▶ **Data supplied**
╭──

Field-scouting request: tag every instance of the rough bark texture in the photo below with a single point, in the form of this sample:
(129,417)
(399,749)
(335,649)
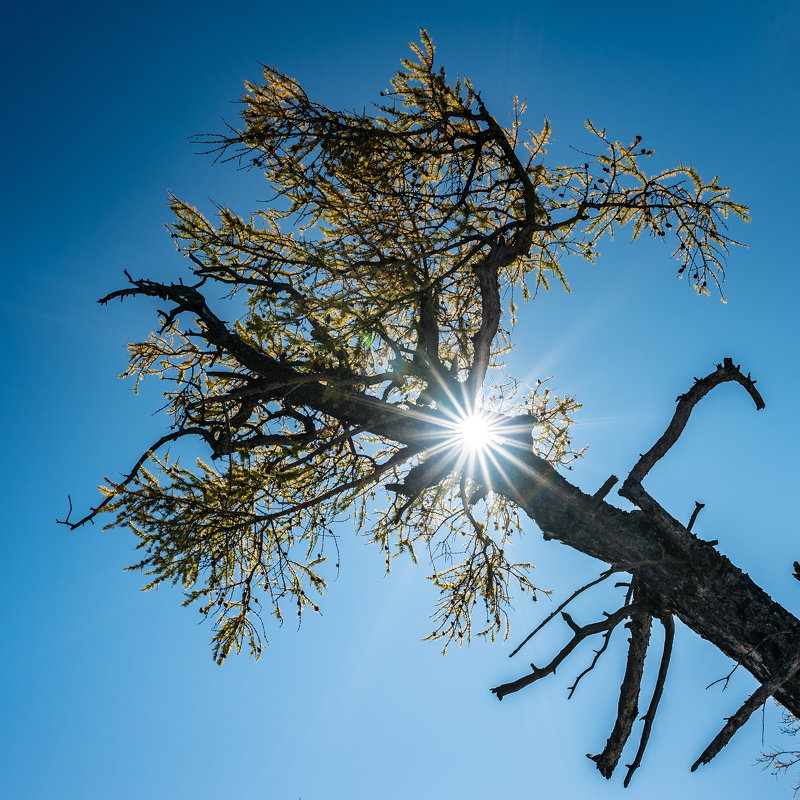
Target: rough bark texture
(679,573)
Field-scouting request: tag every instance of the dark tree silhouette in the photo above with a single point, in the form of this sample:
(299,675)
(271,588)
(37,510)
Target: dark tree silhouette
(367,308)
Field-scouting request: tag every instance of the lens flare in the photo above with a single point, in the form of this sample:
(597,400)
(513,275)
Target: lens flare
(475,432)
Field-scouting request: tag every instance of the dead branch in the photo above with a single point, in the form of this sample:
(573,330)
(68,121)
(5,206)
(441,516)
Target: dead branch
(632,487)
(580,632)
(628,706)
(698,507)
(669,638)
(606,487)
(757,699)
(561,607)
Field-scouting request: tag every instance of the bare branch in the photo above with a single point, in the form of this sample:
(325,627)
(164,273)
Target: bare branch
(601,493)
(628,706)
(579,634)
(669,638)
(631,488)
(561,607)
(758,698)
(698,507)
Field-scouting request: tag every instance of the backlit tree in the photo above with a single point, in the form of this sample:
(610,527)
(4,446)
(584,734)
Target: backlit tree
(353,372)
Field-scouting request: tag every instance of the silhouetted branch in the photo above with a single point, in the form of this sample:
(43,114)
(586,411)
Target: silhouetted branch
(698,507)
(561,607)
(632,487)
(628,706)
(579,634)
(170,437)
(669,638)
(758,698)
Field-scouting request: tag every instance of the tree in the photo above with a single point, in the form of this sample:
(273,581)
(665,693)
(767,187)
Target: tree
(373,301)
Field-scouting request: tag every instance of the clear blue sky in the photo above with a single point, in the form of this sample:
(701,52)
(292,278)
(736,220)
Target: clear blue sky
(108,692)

╰──
╭──

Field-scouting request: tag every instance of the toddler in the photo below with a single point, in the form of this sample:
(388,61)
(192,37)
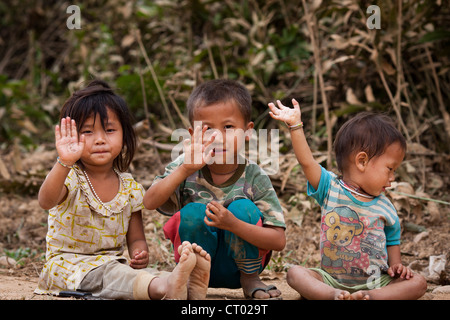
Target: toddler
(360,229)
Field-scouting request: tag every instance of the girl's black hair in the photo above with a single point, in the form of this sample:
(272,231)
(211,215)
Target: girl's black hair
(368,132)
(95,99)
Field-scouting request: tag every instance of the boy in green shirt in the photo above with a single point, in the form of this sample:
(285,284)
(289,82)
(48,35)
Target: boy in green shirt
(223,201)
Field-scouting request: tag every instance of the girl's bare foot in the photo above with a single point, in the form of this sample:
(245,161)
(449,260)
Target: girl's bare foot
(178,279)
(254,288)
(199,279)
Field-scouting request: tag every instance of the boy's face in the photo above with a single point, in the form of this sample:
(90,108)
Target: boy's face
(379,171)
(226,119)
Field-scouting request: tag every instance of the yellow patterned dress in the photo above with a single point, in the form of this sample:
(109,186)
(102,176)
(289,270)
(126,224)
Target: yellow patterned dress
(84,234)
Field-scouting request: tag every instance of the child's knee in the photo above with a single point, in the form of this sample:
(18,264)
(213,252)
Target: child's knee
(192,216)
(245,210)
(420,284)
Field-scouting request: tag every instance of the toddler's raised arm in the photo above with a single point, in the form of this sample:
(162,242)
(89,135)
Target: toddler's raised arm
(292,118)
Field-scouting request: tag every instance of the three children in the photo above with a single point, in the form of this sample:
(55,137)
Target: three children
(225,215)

╰──

▶ **Short task**
Count the lines above that contain the string "toddler", treating uppercase and lowercase as different. Reply with only the number.

▶ **Final result**
4